• ROWS
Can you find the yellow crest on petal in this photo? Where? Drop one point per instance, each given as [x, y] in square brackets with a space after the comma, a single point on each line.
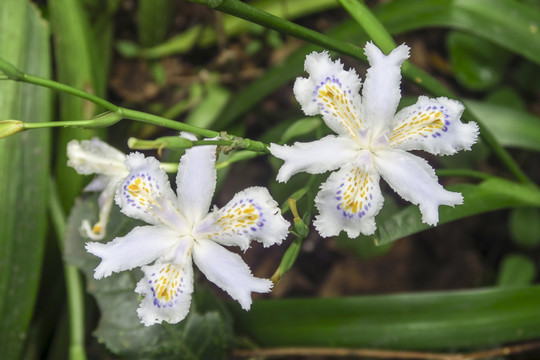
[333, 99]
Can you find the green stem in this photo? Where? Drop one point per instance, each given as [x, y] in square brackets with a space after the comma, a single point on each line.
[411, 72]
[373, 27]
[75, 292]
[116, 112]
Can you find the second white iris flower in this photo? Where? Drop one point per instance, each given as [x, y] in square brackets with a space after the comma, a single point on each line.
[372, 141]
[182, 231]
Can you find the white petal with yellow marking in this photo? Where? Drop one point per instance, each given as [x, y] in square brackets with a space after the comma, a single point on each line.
--
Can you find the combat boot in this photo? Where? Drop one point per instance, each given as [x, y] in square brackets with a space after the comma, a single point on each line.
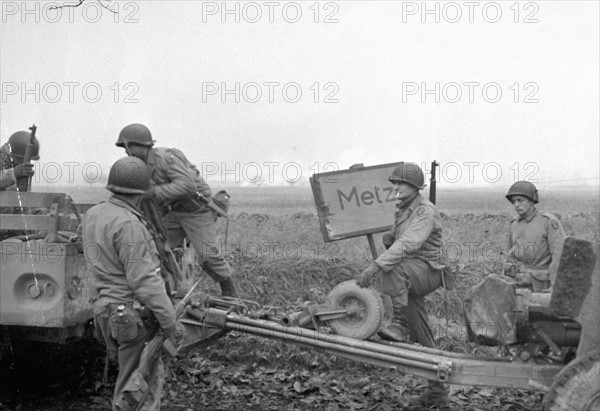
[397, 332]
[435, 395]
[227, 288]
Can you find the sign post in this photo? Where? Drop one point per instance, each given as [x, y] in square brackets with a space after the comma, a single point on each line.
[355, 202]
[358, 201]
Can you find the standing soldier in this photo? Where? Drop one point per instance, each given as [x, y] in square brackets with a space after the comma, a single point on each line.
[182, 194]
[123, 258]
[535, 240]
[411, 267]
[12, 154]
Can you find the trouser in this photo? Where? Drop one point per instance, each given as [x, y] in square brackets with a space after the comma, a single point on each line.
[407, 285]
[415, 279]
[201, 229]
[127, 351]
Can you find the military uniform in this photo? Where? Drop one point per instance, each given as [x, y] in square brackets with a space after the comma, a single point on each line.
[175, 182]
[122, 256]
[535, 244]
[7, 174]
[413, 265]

• GIVEN INSTRUCTION
Pick out every line in the material above that contains the word "white", and copy each of those lines in full. A match counts only if its capitalization is the same.

• TASK ANSWER
Can you find the second white iris flower in this photo? Where? Drop one point per instance, each given as [x, y] in square brackets with a space after the comma, a single point on each line.
Can you find the white petal with yellow marking in this photo? Where? Drop one point per instance, each given as [x, y] in square brackets with a space after the comma, a single point on each line.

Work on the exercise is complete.